Beginning with the line where "the white wispy" appears, retype every remaining line of the data below, both the first and last included.

**SUPPLIED DATA:**
· · · ·
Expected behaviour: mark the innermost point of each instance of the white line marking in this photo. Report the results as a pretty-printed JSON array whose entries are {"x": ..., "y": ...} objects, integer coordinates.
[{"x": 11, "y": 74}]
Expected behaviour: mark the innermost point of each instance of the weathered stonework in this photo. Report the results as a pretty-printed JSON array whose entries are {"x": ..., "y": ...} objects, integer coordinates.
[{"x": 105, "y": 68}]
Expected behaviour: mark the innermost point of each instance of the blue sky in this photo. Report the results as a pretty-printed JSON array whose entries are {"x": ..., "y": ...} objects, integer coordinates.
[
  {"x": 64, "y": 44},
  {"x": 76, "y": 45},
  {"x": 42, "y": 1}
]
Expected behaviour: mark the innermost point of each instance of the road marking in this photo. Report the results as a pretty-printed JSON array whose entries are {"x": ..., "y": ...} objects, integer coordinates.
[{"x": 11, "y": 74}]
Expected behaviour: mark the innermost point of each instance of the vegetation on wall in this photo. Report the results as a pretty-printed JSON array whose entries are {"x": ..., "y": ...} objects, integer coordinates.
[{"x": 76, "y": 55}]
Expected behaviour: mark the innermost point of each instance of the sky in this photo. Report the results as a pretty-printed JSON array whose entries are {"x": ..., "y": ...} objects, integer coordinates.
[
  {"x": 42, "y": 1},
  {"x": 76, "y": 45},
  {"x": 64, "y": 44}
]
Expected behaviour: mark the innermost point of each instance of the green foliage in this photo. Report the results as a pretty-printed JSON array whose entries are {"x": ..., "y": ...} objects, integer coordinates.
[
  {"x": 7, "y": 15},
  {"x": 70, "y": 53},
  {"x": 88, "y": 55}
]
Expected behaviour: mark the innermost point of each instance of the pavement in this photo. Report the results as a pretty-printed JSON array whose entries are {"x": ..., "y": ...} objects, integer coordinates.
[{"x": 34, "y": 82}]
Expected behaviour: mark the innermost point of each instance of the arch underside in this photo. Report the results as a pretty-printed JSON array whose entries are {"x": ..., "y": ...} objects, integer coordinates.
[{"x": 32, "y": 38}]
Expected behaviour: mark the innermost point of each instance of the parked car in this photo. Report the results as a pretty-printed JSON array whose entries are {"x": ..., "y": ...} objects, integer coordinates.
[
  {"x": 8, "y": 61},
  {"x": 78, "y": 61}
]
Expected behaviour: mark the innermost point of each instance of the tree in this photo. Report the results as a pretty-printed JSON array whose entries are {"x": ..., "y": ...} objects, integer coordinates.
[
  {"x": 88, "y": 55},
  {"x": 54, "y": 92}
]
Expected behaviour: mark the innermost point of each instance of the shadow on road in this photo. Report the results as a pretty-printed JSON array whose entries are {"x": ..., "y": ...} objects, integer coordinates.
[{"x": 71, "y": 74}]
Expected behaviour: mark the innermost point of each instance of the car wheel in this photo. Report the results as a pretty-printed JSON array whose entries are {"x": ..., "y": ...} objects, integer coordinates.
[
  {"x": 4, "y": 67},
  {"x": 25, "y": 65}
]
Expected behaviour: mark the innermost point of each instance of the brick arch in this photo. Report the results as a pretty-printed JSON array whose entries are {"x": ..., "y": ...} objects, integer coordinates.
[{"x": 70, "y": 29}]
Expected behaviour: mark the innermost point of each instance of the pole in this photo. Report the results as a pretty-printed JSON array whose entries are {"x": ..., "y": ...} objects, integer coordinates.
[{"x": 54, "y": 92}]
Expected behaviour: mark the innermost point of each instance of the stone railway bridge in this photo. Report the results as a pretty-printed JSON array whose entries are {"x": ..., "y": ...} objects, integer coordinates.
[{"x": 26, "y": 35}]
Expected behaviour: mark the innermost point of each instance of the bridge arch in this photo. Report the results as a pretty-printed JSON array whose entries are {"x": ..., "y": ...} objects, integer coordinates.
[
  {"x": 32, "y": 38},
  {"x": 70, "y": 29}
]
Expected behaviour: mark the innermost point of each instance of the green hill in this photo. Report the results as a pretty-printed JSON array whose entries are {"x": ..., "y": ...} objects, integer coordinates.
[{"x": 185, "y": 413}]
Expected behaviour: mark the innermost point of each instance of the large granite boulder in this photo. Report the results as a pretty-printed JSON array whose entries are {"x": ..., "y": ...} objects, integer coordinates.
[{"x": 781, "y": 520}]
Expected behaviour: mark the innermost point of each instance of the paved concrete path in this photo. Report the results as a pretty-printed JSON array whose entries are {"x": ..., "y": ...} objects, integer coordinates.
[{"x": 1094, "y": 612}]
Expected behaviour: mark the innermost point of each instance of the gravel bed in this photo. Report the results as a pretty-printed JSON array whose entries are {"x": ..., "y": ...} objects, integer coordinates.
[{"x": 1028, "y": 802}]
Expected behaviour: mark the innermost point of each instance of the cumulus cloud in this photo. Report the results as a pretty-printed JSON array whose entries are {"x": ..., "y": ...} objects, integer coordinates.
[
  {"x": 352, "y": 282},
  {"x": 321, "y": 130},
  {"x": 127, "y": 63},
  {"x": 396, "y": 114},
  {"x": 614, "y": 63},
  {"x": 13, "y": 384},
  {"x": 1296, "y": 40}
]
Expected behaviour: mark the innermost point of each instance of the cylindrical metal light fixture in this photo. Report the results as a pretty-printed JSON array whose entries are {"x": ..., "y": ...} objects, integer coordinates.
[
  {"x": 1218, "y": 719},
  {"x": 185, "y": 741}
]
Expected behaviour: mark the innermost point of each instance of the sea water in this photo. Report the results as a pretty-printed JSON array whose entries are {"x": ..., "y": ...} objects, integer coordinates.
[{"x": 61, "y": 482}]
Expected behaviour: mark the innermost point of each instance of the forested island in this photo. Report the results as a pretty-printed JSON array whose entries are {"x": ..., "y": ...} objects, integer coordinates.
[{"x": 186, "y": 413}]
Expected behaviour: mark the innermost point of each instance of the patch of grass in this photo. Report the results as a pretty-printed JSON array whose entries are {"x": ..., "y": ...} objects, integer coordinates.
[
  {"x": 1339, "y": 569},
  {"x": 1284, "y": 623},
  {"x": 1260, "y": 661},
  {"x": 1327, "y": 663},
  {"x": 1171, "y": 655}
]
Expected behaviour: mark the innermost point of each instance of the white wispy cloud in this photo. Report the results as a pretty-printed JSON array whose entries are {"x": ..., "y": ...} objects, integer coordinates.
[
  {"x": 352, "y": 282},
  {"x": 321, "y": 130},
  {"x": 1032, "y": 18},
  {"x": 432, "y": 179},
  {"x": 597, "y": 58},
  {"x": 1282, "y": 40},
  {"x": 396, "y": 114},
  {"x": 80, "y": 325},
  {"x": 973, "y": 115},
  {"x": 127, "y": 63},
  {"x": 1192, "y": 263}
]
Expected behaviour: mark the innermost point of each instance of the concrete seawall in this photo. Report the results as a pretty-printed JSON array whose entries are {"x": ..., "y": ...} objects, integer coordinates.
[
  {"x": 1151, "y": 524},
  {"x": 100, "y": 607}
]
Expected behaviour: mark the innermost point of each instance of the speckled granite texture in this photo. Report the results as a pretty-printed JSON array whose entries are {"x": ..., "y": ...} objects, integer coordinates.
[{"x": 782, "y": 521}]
· · · ·
**THE COMPLETED TASK:**
Expected behaviour: mark the innermost point of each instance of the white wispy cloud in this photo. Report the results as a pretty-printed JSON array whose entries are {"x": ..., "y": ...} objects, integer coordinates.
[
  {"x": 352, "y": 282},
  {"x": 321, "y": 130},
  {"x": 1032, "y": 18},
  {"x": 432, "y": 179},
  {"x": 597, "y": 58},
  {"x": 1282, "y": 40},
  {"x": 396, "y": 114},
  {"x": 80, "y": 325},
  {"x": 973, "y": 115},
  {"x": 127, "y": 63},
  {"x": 1192, "y": 263}
]
Expected behaviour: mark the innermost point of each instance of the concrete seawall in this photo. Report the results as a pretty-printed JSON array whose entries are {"x": ..., "y": ...} objects, integer coordinates.
[
  {"x": 1151, "y": 524},
  {"x": 100, "y": 607}
]
Expected behaviour: mark the innermost point of each instance of the speckled granite texture in this photo. Report the results as a pretty-printed JSON array whose entries are {"x": ..., "y": ...} objects, integer coordinates.
[{"x": 782, "y": 521}]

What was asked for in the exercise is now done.